작업 ::
아래 항목 중 "cage" 문자열이 포함된 줄이 몇 개인지 세어 숫자만 적으시오. 대소문자는 구분한다.

데이터셋 행 ::
··········
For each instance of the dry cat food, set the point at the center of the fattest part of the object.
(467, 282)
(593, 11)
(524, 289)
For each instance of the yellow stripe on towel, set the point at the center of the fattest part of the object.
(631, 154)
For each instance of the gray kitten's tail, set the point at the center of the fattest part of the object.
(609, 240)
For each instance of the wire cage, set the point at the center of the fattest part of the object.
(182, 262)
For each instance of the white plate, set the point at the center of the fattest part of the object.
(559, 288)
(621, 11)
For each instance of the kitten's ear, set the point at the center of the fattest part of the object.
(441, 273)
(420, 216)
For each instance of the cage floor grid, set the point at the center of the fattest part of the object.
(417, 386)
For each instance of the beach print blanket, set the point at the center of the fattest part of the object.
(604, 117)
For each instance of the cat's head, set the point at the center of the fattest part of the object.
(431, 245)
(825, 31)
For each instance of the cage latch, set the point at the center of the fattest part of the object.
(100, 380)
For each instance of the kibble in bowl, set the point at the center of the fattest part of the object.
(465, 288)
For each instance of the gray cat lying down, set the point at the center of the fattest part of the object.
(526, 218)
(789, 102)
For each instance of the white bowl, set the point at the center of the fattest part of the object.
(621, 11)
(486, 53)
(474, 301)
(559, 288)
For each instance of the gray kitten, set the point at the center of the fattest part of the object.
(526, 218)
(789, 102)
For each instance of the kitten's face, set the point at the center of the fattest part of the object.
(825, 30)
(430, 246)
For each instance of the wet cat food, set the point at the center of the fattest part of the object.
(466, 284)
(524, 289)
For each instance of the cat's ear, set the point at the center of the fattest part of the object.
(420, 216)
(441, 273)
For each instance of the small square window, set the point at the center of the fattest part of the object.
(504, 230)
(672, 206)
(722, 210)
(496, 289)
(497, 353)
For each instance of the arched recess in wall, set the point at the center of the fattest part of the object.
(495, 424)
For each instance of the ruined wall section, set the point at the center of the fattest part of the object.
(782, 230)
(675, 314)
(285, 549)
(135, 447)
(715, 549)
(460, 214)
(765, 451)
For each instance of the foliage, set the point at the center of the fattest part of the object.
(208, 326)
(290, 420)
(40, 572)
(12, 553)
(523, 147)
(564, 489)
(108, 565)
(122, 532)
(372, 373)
··········
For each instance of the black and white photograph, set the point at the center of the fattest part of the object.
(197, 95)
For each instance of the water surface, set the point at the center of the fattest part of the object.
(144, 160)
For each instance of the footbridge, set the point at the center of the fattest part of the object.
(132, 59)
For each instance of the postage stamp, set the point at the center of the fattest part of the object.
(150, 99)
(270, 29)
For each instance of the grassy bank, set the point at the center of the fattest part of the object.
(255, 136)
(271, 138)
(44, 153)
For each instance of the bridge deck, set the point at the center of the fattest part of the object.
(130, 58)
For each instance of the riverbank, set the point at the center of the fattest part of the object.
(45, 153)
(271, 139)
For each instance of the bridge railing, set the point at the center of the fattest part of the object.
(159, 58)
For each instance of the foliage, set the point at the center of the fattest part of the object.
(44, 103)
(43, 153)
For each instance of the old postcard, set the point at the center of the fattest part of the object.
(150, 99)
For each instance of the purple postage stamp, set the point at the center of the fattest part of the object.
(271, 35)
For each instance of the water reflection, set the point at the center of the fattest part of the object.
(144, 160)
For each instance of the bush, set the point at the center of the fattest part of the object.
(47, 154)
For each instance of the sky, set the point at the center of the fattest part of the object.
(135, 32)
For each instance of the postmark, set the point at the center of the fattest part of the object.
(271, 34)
··········
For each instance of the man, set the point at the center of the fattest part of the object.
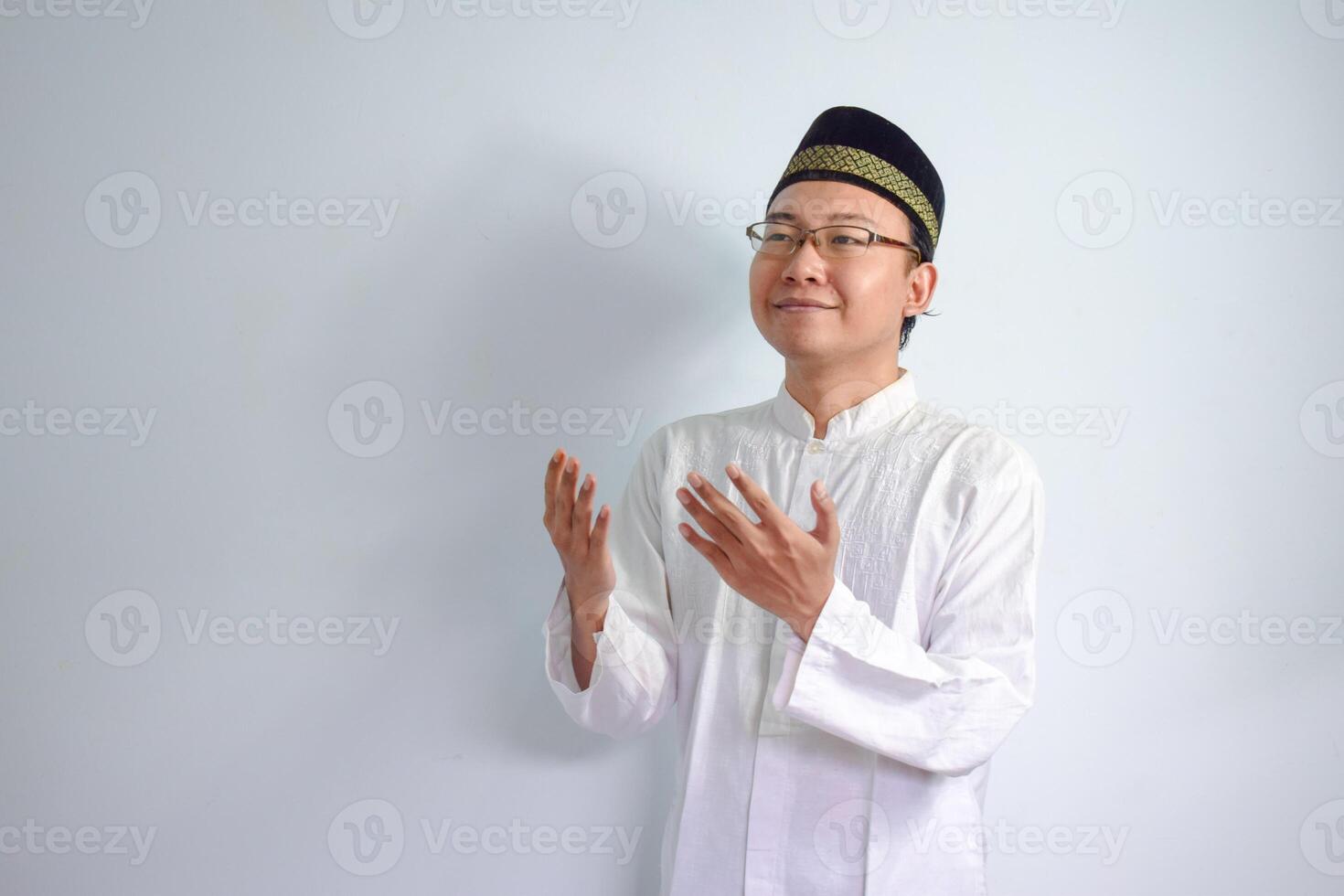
··········
출력 결과 ::
3